:: PASSAGE CITÉ
19Les revendications de la manifestation concernaient d’autre part les réfugiés Chin en Inde : « Chin refugees need protection » ; « Chin refugees need proper legal framework » ; « Chin refugees need more humanitarian assistance » ; « Chin refugees are not safe in New Delhi ». Ces slogans insistent sur deux besoins fondamentaux des réfugiés – l’aide et la protection. Les réfugiés ont besoin d’une aide humanitaire et d’une protection, physique d’abord, mais aussi juridique. Là encore, les deux besoins fondamentaux rappelés par les Chin ne sont pas spécifiques aux réfugiés Chin, mais restent valables pour tous les réfugiés vivant en Inde, même si les Chin, contrairement à certains autres réfugiés, vivent dans des quartiers particulièrement malfamés et dangereux.

20Une manifestation similaire a eu lieu pour la dernière fois en juin 2015 : la principale revendication concernait alors le droit à la réinstallation. Le lieu choisi par les Birmans pour la manifestation, avec l’accord des autorités indiennes, est intéressant. La manifestation de novembre 2013 a eu lieu à Jantar Mantar, un endroit on ne peut plus central à proximité de Connaught Place, et qui est souvent choisi par les Indiens pour des manifestations de tout ordre ; la manifestation de juin 2015, qui a eu lieu juste avant la journée internationale des réfugiés, s’est tenue, elle, à Vasant Vihar, devant les bureaux du Haut Commissariat aux Réfugiés (UNHCR), soit à un endroit symboliquement important et en accord avec le contenu des revendications des manifestants, le droit à la réinstallation, qui s’adresse non pas tant à l’Inde qu’à l’agence internationale.
::::
:: EXTRAIT DE DONNÉES
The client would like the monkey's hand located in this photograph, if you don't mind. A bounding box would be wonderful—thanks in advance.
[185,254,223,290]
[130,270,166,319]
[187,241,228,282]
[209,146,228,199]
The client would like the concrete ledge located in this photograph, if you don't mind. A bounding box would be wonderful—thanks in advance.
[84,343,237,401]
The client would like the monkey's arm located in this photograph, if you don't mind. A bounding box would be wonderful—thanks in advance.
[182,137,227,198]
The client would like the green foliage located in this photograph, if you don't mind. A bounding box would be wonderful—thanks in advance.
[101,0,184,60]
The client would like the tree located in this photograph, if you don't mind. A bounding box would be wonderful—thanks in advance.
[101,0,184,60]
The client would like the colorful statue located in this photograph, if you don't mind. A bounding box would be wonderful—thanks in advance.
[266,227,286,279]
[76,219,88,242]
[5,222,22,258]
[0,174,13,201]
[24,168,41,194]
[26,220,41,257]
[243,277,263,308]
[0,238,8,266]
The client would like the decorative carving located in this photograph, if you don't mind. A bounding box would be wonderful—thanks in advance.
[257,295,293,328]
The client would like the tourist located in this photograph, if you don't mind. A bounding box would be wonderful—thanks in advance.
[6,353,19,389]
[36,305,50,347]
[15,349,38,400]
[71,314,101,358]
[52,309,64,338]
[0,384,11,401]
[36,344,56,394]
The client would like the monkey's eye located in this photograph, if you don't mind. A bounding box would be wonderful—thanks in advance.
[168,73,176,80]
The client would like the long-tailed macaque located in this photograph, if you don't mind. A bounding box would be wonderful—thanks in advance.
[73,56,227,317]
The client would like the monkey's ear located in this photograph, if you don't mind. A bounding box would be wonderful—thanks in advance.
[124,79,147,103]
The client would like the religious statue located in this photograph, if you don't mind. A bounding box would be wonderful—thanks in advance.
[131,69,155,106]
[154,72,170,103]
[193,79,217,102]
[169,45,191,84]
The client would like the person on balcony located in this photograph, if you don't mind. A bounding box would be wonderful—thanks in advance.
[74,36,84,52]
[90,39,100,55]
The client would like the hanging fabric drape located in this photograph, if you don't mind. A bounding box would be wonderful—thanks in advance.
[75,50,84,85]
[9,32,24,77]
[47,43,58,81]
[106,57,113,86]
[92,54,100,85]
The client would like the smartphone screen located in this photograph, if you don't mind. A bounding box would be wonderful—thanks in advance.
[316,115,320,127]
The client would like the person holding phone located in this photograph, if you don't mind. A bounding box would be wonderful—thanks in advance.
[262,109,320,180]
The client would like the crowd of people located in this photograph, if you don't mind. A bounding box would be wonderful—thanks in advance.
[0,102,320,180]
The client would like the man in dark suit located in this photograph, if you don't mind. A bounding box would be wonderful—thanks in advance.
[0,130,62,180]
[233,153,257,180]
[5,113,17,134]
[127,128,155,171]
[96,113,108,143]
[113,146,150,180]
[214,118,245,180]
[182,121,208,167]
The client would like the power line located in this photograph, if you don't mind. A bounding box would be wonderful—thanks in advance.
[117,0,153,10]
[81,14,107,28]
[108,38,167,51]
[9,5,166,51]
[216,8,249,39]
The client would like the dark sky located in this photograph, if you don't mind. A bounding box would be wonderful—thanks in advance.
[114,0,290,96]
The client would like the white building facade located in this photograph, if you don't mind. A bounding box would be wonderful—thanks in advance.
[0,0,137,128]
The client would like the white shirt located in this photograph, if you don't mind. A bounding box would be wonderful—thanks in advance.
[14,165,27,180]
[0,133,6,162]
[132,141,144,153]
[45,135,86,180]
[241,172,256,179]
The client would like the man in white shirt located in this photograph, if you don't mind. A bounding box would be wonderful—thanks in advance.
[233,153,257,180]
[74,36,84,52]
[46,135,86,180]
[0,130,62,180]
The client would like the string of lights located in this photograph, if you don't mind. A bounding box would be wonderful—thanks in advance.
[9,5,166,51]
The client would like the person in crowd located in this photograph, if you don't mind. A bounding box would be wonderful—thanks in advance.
::::
▶ _CONSIGNES_
1. Modifiez le texte sur les réfugiés chin en partant de « 20Une manifestation similaire » et en poursuivant jusqu'à « qu’à l’agence internationale. », avec « relocalisation » à la place de « réinstallation ».
2. Reprenez le texte sur les réfugiés chin et prolongez-le à partir de sa dernière phrase.
Les entrées n'ont aucun lien avec le texte sur les réfugiés chin.

▶ _RÉPONSES_
1.
20Une manifestation similaire a eu lieu pour la dernière fois en juin 2015 : la principale revendication concernait alors le droit à la relocalisation. Le lieu choisi par les Birmans pour la manifestation, avec l’accord des autorités indiennes, est intéressant. La manifestation de novembre 2013 a eu lieu à Jantar Mantar, un endroit on ne peut plus central à proximité de Connaught Place, et qui est souvent choisi par les Indiens pour des manifestations de tout ordre ; la manifestation de juin 2015, qui a eu lieu juste avant la journée internationale des réfugiés, s’est tenue, elle, à Vasant Vihar, devant les bureaux du Haut Commissariat aux Réfugiés (UNHCR), soit à un endroit symboliquement important et en accord avec le contenu des revendications des manifestants, le droit à la relocalisation, qui s’adresse non pas tant à l’Inde qu’à l’agence internationale.

2.
21De fait, à quelques rares exceptions près, l’activisme n’est aujourd’hui plus tellement de mise en Inde, puisque, outre le fait que la plupart des activistes sont retournés en Birmanie ou sont allés rejoindre des membres de la diaspora birmane en Amérique du Nord ou en Europe, les soutiens, notamment financiers, apportés aux activistes, se sont tournés vers la Birmanie. Les Birmans qui vivaient à Delhi en 2013, principalement des Chin et des Rohingya, étaient alors, et comme avant, préoccupés par des questions plus pragmatiques de survie au quotidien.

2. La vie des Chin et des Rohingya à Delhi

22Les stratégies de survie déployées par les Birmans de Delhi s’expliquent d’abord par la situation dans la ville. Les Chin et les Rohingya ne sont pas établis au même endroit, mais, pour des raisons pratiques d’accès aux réfugiés et de données disponibles, l’analyse sur la place des Birmans à Delhi, ainsi que sur les stratégies de survie, se focalisera sur les Chin.

2.1. Une vie à l’écart

23Les Chin, qui sont, suivant les sources, entre 5 000 et 8 000, habitent dans des quartiers très pauvres situés au nord-ouest de Delhi – Chanakya Place (Uttam Nagar) et Vikaspuri. Ce choix est dû à la présence d’Indiens qui ont été chassés de Birmanie par le Général Ne Win. En effet, la solidarité manifestée par les Indiens originaires de Birmanie pour les Birmans qui s’opposent au régime a attiré les premiers Birmans dans ces quartiers – c’est notamment le cas de quelqu’un comme Prabhakar qui, avec sa femme, tenait l’Oxford School de Vikaspuri. Les conditions de vie y sont certes très difficiles pour tous les habitants, mais les Chin sont dans une situation encore plus précaire.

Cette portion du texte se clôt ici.